__Challenge__. Retype the rows below character for character, starting with the line that contains "Look at the photo above. For every instance of the crosswalk" and going on through the line that contains "pixel 377 213". Include both of those lines and nothing else.

## Begin The data

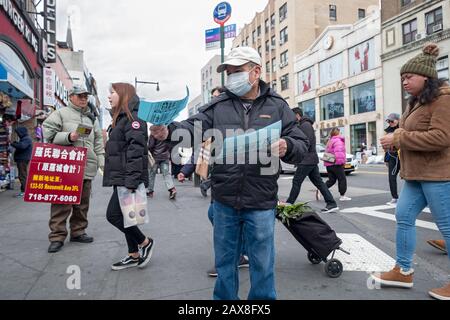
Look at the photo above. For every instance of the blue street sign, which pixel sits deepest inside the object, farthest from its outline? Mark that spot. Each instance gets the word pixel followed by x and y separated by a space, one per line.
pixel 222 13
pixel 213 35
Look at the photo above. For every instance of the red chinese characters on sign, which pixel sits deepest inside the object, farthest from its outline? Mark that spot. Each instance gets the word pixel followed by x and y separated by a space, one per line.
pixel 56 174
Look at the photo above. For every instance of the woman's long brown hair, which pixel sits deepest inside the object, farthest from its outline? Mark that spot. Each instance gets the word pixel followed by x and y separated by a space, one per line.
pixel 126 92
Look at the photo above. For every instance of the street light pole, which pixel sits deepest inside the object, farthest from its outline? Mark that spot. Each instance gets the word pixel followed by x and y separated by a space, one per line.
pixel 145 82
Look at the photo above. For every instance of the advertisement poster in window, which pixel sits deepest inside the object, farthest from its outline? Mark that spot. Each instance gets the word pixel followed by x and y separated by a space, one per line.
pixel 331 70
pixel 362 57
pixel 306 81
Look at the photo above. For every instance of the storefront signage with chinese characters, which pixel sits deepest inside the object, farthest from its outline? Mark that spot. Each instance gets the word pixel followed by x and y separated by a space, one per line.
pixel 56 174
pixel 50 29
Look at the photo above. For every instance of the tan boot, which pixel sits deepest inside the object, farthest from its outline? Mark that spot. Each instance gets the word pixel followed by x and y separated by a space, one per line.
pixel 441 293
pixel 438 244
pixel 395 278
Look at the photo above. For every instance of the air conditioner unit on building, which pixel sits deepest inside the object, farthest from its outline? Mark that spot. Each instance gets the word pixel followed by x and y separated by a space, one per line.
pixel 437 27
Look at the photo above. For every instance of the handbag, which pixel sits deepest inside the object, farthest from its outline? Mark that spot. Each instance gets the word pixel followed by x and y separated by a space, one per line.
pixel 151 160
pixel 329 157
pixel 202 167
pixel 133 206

## End The data
## Begin The data

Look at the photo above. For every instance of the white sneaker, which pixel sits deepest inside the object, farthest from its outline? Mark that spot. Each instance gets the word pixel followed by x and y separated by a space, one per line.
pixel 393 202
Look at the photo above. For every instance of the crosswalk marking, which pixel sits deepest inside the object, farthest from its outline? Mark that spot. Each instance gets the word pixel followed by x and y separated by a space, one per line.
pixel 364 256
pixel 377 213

## End The data
## Begin The data

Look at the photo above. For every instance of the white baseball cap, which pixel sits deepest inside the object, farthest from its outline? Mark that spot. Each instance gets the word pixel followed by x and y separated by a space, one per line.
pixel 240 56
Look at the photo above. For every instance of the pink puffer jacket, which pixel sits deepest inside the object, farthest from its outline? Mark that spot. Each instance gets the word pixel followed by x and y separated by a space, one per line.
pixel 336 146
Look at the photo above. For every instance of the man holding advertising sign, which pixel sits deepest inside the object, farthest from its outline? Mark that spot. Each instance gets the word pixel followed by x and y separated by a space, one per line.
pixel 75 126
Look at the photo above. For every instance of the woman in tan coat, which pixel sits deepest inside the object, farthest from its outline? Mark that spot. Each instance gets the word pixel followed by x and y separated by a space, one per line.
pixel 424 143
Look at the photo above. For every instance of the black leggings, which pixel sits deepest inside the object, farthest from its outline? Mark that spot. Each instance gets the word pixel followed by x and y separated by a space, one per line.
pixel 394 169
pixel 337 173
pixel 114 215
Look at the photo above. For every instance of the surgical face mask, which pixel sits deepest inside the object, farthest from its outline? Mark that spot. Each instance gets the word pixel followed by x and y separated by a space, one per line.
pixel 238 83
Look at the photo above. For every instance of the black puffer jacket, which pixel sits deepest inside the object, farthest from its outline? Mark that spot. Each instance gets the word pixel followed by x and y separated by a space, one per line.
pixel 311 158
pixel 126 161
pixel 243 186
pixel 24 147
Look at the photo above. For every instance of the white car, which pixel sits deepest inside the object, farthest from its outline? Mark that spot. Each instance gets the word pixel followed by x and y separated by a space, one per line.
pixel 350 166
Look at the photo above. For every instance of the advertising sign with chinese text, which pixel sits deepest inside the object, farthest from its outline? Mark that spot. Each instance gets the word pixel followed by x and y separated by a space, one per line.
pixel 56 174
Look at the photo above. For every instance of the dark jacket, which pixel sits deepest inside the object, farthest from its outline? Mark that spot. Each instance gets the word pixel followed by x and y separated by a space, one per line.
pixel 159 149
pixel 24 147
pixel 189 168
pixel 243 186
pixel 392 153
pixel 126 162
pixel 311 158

## End The data

__Correct output__.
Look at the photo above. For every instance of the crosswalk marking, which pixel sits deepest inside the object, farthest from its outline? Mark that spot. Each instance gets the word pixel followed by x and y separated by a space, one per line.
pixel 364 256
pixel 377 213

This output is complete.